Directions for this task – Output every entry exactly, from the first line to the last.

(Natural language region descriptions)
---

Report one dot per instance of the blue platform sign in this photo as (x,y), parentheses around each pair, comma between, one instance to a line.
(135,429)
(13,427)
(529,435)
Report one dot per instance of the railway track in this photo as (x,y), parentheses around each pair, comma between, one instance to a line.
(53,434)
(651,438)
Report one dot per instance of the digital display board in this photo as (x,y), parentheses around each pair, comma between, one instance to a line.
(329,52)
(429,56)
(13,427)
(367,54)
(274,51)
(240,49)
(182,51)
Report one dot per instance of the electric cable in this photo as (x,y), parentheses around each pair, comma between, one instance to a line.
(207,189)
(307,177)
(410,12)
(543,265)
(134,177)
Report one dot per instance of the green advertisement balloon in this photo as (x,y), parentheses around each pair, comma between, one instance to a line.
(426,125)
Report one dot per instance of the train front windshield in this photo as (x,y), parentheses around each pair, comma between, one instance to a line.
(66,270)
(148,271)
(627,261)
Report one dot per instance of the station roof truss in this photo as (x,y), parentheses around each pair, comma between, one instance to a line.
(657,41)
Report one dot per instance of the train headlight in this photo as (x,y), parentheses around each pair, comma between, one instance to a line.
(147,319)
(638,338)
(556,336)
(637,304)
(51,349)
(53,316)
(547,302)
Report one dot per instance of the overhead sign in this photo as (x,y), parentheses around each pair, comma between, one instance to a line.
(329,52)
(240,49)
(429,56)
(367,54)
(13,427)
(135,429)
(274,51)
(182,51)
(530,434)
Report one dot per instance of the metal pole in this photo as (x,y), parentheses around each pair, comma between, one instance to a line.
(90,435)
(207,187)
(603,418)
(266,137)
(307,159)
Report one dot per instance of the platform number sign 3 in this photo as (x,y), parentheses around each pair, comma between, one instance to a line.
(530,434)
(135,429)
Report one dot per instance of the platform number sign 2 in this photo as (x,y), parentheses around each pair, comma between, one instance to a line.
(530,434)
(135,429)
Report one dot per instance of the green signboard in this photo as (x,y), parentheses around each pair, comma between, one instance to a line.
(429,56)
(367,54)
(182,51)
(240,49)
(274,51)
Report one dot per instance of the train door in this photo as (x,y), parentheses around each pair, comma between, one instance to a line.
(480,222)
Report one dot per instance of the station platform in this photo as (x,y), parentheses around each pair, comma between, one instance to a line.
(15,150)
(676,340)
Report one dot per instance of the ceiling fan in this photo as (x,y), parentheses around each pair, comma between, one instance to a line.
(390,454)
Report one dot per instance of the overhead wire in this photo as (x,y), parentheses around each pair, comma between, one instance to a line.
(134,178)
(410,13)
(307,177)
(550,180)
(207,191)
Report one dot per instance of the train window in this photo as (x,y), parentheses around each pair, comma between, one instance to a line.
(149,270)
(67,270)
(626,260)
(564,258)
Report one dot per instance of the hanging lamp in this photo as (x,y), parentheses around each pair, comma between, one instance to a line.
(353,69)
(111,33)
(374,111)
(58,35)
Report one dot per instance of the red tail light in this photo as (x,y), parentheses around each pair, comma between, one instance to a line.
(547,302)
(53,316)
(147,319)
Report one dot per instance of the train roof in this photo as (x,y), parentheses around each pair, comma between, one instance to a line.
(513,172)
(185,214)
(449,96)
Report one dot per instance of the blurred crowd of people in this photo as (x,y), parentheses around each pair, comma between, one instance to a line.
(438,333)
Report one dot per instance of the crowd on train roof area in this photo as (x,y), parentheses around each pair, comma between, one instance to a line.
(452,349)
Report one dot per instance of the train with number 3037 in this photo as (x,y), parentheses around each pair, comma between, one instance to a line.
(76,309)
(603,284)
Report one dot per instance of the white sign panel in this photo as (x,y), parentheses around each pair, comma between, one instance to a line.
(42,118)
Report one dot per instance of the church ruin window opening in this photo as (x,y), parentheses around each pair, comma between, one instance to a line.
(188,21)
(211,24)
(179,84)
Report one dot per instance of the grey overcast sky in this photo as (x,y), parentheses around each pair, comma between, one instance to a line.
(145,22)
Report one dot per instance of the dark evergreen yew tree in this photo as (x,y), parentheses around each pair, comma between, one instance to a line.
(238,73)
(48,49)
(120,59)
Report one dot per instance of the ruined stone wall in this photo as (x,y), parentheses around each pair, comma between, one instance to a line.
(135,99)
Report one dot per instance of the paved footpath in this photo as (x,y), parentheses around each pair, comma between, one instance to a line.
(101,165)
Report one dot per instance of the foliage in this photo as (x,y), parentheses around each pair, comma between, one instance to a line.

---

Result –
Report one dot per instance of the blue platform sign in this photo as (x,y), parentheses around each pair, comma between, one instance to a line.
(135,429)
(13,427)
(529,435)
Report one dot per instance of the railway track in this photo as (x,y), parentheses around each pair, comma between, one instance to a line.
(53,434)
(651,438)
Report one dot per instance of the digital display board in this photo as (x,y), parentheses around each pair, comma between, one instance to a line.
(329,52)
(429,56)
(13,427)
(367,54)
(274,51)
(240,49)
(182,51)
Report one dot per instance of the electric cable in this photo as (x,y), parentheses around each pair, comma between, one instance to a line.
(207,189)
(307,177)
(410,12)
(543,265)
(134,177)
Report one dot per instance of the green advertisement balloon in this photo as (x,y), parentheses around each pair, comma between, one instance to a line.
(426,125)
Report one dot per instance of the train front windshield in this photo as (x,y), parentheses around each pair, comma between, one instance to a line.
(66,270)
(148,271)
(627,261)
Report one dot per instance of the station roof truss in this photo as (x,y), parentheses around each pair, comma between, one instance to a line.
(657,41)
Report one dot per instance of the train headlight in this photo as (x,y), parentheses around each pair, comma between, one instance to a line.
(147,319)
(638,338)
(556,336)
(637,304)
(51,349)
(53,316)
(547,302)
Report one dot per instance of the overhead sign in this photo as (x,y), parentheses around each pair, comma between, one instance to a line.
(329,52)
(240,49)
(429,56)
(367,54)
(13,427)
(135,429)
(274,51)
(182,51)
(530,434)
Report one dot per instance of the metal pole in this photo as (x,y), parentheses around each pair, comma between, one instance to a line.
(90,435)
(207,187)
(603,418)
(266,137)
(307,159)
Report one dot per instance of the platform number sign 3 in this photo as (x,y), parentheses around each pair, comma between, one instance to a line.
(530,434)
(135,429)
Report one dot per instance of the platform number sign 2 in this photo as (x,y), parentheses around each pair, comma between, one instance to a line.
(530,434)
(135,429)
Report one dot per instance of the green signboard in this photo as (x,y), parentheses around each pair, comma between, one instance to a line.
(429,56)
(367,54)
(182,51)
(240,49)
(274,51)
Report one dot per instance of the train door in this photo as (x,y), parentheses around each pair, comma between, one instance to a line.
(480,222)
Report one dot per instance of the station platform in this photo as (x,y), parentheses around each pair, comma between, one instance to a line.
(15,150)
(676,340)
Report one dot per instance of the ceiling fan in this photo as (x,y), parentheses around each pair, comma between, one instance to a line.
(390,454)
Report one dot per instance of the overhead wire in this photo as (x,y), parentheses around each pair, comma between, one instance to a line.
(134,178)
(410,13)
(307,177)
(550,180)
(207,191)
Report one dot per instance of the train window in this photo as (x,y), parentheses around each pair, comma between, one instance to a line.
(149,270)
(67,270)
(626,260)
(564,258)
Report one dot per instance of the hanging lamp in this photo as (x,y), parentheses around each pair, comma between, one instance to a line.
(353,69)
(111,33)
(374,111)
(58,35)
Report one dot per instance of the red tail light in this photo as (x,y), parentheses around each pair, comma between, one instance to a line.
(547,302)
(53,316)
(147,319)
Report one dot per instance of the train roof in this photo as (x,y), parentheses around each pair, comma between, one instance to a line.
(513,172)
(185,214)
(449,96)
Report one dot per instance of the blurred crowd of people in this photo as (x,y), parentheses around each pair, comma between, one instance to a line.
(438,333)
Report one dot per instance of the crowd on train roof area in this photo as (x,y), parentheses around each pair, comma between, one instance to a line.
(452,349)
Report one dot per instance of the train with number 3037 in this photo as (x,y), parentheses around each pair, comma between, one instance to a line.
(76,309)
(603,284)
Report one dot per instance of the white sign panel in this photo as (x,y), parentheses around each pair, comma between, one instance to a line.
(42,118)
Report one dot per instance of the church ruin window opening in this photo as (x,y), parentheses around each pair, comma between, one instance to a line.
(188,21)
(211,24)
(179,84)
Report one dot per instance of the grey overcast sky in this photo as (x,y), parentheses around each pair, comma between, one instance to a line.
(145,22)
Report one dot per instance of the dark evergreen yew tree in this photo as (x,y), parentheses around each pair, comma between, one instance to a line.
(238,73)
(48,49)
(120,59)
Report one dot per instance of the ruined stone wall in this photo as (x,y), parentheses around each pair, comma between, one instance to a line.
(135,99)
Report one dot per instance of the paved footpath in this photo as (x,y), parentheses around each pair, comma between, one instance to a line.
(101,165)
Report one dot per instance of the foliage in this photo as (x,y), parentheses around each pair, comma between, one instance to a line.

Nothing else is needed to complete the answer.